____ Provided material

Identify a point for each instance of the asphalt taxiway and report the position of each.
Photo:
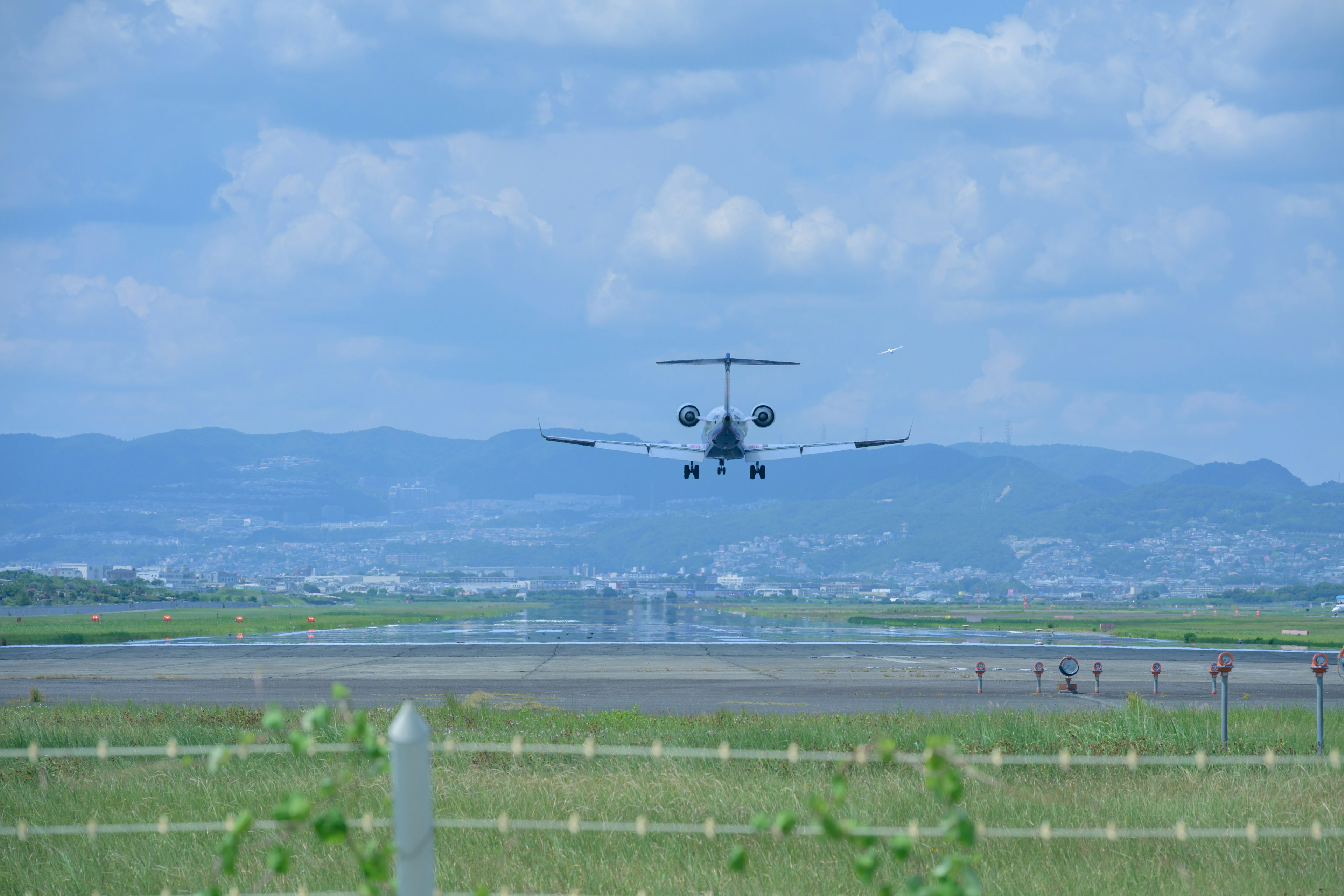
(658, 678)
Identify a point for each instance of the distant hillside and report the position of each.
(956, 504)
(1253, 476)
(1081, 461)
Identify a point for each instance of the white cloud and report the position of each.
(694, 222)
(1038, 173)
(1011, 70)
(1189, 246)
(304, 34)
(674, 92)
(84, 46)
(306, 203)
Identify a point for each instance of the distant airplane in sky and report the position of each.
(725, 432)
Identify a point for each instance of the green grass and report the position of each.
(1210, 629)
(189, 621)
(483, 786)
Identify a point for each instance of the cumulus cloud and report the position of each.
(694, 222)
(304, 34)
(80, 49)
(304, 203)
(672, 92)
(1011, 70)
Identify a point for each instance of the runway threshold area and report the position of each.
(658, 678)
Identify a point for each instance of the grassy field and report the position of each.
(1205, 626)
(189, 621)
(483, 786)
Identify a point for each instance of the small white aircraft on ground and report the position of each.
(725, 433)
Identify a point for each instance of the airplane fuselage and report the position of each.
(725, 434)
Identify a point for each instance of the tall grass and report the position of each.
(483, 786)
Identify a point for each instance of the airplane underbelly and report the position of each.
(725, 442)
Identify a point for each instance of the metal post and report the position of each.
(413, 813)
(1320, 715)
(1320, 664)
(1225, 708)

________

> **Objective**
All of the entries above should be copied exactly, except for the pictures.

> **Full answer**
Identify a point for each instance of the asphalt taxiway and report the position of each.
Photo:
(658, 678)
Identify a point for each instance of the distant hillside and report the position of each.
(956, 504)
(1253, 476)
(1081, 461)
Identify a point for each instance of the white cloud and report the position of each.
(694, 222)
(1038, 173)
(1011, 70)
(1189, 246)
(304, 34)
(674, 92)
(84, 46)
(306, 203)
Identify a point for each instance of the distant airplane in sky and report the position of each.
(725, 432)
Identify a point for each instance of the green grass and report the position of each.
(1210, 629)
(189, 621)
(483, 786)
Identify a point for each instance of the cumulus cloud and report the position of each.
(694, 222)
(304, 34)
(80, 49)
(304, 203)
(672, 92)
(1011, 70)
Identify a point for each instance of the runway threshold area and report the position of each.
(658, 678)
Identify a point for each instance of the grassy field and report the position of each.
(1205, 626)
(189, 621)
(483, 786)
Identify a point for each instance of the small white aircraft on ground and report the position of each.
(725, 433)
Identify a point for each instance of the airplane fuselage and report the position of each.
(725, 434)
Identify a point for each instance of the tall grass and report the position of each.
(483, 786)
Identify a point for each instance of the airplane underbelly and report the position of each.
(725, 442)
Identify a point for each instance of the metal post and report the position of each.
(413, 813)
(1320, 715)
(1320, 664)
(1225, 708)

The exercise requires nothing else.